### Exercise aim:
Transcribe the whole listing precisely, leaving nothing out.
>>>
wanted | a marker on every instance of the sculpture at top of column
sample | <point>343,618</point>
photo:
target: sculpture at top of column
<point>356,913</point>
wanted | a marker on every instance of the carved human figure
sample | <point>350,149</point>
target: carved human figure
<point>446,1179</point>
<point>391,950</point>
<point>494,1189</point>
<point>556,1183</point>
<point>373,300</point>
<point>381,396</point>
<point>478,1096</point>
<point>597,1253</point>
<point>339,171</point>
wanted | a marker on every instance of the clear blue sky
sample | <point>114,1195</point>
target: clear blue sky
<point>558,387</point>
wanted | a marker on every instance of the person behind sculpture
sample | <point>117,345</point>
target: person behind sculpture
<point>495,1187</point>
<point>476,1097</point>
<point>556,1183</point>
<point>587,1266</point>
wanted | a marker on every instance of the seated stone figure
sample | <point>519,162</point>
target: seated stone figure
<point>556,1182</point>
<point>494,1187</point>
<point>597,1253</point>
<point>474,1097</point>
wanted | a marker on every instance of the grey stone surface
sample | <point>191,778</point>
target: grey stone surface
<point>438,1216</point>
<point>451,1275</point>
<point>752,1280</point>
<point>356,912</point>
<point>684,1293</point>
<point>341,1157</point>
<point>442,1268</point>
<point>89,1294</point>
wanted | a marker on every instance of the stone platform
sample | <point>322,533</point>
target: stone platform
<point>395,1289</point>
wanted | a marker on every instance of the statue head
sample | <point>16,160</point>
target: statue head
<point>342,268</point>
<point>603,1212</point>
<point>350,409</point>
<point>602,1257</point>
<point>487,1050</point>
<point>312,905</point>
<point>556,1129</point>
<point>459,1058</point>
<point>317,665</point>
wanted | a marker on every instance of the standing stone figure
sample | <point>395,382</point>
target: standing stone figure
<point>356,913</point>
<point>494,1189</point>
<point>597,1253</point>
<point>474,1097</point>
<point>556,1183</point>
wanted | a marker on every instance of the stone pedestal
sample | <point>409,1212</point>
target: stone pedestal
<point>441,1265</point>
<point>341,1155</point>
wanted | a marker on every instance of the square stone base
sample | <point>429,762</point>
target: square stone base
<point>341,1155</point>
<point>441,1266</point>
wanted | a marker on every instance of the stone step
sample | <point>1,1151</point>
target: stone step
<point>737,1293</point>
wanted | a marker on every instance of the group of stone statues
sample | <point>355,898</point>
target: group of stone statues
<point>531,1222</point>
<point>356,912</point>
<<<
### Written response:
wanted | a marker on every instance of the sculpture at top of column
sample | <point>343,618</point>
photo:
target: sculpture at top of column
<point>356,913</point>
wanted | a marker on every instance of the carved human figure
sample | <point>350,149</point>
target: carved human figure
<point>446,1179</point>
<point>391,950</point>
<point>494,1189</point>
<point>556,1183</point>
<point>373,300</point>
<point>381,396</point>
<point>478,1096</point>
<point>597,1253</point>
<point>339,171</point>
wanted | a marker on every instance of the clear blue sky
sample | <point>114,1195</point>
target: clear blue sky
<point>558,387</point>
wanted | a marker on every instance of the person behind sculpture
sample | <point>117,345</point>
target: person behind sculpture
<point>495,1187</point>
<point>476,1097</point>
<point>556,1183</point>
<point>587,1266</point>
wanted | a marker on every instance of the seated stone figure
sample | <point>519,162</point>
target: seated stone figure
<point>556,1182</point>
<point>494,1187</point>
<point>597,1253</point>
<point>474,1097</point>
wanted | a marker on every instance of the grey stone surface
sample | <point>191,778</point>
target: grey stone surface
<point>438,1216</point>
<point>451,1275</point>
<point>752,1280</point>
<point>356,912</point>
<point>684,1293</point>
<point>341,1157</point>
<point>442,1268</point>
<point>89,1294</point>
wanted | a marker on every instance of the stone platform
sample | <point>322,533</point>
target: stone platform
<point>395,1289</point>
wanted | a marker on every instance of the statue head
sample | <point>16,160</point>
target: statue head
<point>342,268</point>
<point>603,1212</point>
<point>350,409</point>
<point>602,1257</point>
<point>487,1050</point>
<point>312,905</point>
<point>556,1129</point>
<point>459,1058</point>
<point>317,665</point>
wanted | a marker on every instance of the standing stone figure
sample | <point>395,382</point>
target: standing stone figure
<point>356,913</point>
<point>494,1189</point>
<point>597,1253</point>
<point>474,1097</point>
<point>556,1183</point>
wanted | a marker on every instance of the stone pedestal
sample | <point>409,1212</point>
target: stone pedestal
<point>441,1265</point>
<point>341,1155</point>
wanted | a marker on every instance of the square stone base
sample | <point>429,762</point>
target: square stone base
<point>341,1155</point>
<point>441,1266</point>
wanted | a marker on every instance of the stone step
sample | <point>1,1151</point>
target: stone step
<point>737,1293</point>
wanted | a marker on every instance of the group of stone statues
sample | <point>355,898</point>
target: group of stone statues
<point>531,1222</point>
<point>356,912</point>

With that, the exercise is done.